That year, the Voice became the first major publication to feature a special section on gay life. It was my idea, and I edited the project. In an ecumenical spirit, I invited the cartoonist Jules Feiffer to contribute something. He produced an odious strip that featured all the common epithets for gay people, with regrets that he could no longer use those words. Instead, he would have to go back to saying “nigger.” Was Feiffer being ironic? I didn’t think so, and neither did a black colleague to whom I showed the piece. We were horrified, and we asked the editor-in-chief to kill it, but after reflecting on the matter he decided to publish the cartoon. The result was a typical Voice brawl in print. I was accused of being part of the “thought police.” I noticed that everyone attacking me belonged to the same group: straight white men. I concluded that, for the dominant class in any hierarchy, losing the right to express contempt for their inferiors felt like censorship, whereas for those low on the pecking order, it felt like justice. In order to make my position on bigoted language clear, I came out in the paper, and as a result I lost most of my straight male friends, a painful reminder of what it meant to be gay in a workplace proud of its tolerance.
The relationship between free speech and social ranking hasn’t changed. It’s still about who has the power to regulate discourse, and the pattern I detected at the Voice still applies. Straight white men (along with the “virtually normal” Andrew Sullivan) lean toward the libertarian side, while women and blacks usually favor suppressing racist and sexist rhetoric. I don’t mean to suggest that all white dudes relish insulting women and minorities—it would be unthinkable for my male students to admire Eminem’s frenzy of poetic hate. But the urge to build a new world casts a wide net on the culture. Everything from films to songs by suspect artists is subject to scrutiny, and even debates over policy have to be considered in terms of the threat they pose.
Earlier this month, a piece by Senator Tom Cotton, advocating the use of military force against protesters, briefly appeared on the web site of The New York Times. Nearly 1000 staffers objected, and its publisher apologized. Even more decisively, the editor of its op-ed page was, let’s say, inspired to resign. Three Times columnists weighed in: one—a woman—endorsed the paper’s response, while two white men found the Times guilty of bowing to what one of them called “a mob.” (A mob is a crowd whose views you don’t share.) I’m delighted to see the staff of any publication act up, and I share their revulsion at Cotton’s views. But I also worry about a retreat in journalism from presenting all sides in a public dispute. I note that, under the new regime at the Times, the op-ed page has become an echo chamber of what the paper stands for, along with tips for better parenting (as in: stop Instagraming your children). That’s a far cry from the spirit of the op-ed page when it began in 1970. It was supposed to offer views too unorthodox for the rest of the paper. Now it’s part of an anodyne environment in which the paper gives the reader what zie wants.

## PROVIDED DATA
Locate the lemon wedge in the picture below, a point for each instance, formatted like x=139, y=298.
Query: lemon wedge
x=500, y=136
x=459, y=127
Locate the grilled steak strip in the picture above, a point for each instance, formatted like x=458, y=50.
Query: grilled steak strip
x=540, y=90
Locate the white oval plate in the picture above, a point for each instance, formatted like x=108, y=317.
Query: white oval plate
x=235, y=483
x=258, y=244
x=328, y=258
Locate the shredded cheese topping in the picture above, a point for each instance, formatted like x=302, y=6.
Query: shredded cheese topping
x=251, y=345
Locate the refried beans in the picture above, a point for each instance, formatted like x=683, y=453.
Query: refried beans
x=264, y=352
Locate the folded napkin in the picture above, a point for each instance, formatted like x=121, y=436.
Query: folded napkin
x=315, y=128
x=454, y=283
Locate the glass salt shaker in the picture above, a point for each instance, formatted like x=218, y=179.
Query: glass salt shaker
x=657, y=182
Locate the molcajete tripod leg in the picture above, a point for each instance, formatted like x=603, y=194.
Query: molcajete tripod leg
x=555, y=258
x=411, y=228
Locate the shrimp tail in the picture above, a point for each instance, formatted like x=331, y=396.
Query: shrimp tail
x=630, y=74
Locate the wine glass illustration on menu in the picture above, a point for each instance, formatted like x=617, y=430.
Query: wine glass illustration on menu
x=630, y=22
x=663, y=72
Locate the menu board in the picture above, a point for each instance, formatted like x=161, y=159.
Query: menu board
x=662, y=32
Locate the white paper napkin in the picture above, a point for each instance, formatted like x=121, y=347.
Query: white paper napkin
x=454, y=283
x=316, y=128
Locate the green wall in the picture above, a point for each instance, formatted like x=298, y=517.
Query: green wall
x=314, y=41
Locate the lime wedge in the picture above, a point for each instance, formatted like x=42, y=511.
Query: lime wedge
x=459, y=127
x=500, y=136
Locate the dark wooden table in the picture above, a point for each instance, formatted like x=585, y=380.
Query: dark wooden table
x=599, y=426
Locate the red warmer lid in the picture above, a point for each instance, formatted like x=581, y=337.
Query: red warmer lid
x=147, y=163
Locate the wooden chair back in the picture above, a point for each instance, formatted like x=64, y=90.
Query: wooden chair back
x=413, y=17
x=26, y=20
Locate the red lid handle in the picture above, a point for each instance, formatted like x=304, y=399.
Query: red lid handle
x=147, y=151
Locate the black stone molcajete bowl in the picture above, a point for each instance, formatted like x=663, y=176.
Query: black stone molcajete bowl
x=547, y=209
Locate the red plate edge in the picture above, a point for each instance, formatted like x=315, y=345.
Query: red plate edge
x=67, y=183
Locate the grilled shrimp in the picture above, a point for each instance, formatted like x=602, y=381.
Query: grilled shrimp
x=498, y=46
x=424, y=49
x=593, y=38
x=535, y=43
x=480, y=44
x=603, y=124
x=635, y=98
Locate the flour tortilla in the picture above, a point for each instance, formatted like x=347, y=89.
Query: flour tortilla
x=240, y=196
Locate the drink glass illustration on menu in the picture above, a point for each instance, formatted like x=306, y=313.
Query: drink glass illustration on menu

## BRIEF
Write out the passage on free speech word for word, from "The relationship between" up to and including "threat they pose.".

## TASK OUTPUT
The relationship between free speech and social ranking hasn’t changed. It’s still about who has the power to regulate discourse, and the pattern I detected at the Voice still applies. Straight white men (along with the “virtually normal” Andrew Sullivan) lean toward the libertarian side, while women and blacks usually favor suppressing racist and sexist rhetoric. I don’t mean to suggest that all white dudes relish insulting women and minorities—it would be unthinkable for my male students to admire Eminem’s frenzy of poetic hate. But the urge to build a new world casts a wide net on the culture. Everything from films to songs by suspect artists is subject to scrutiny, and even debates over policy have to be considered in terms of the threat they pose.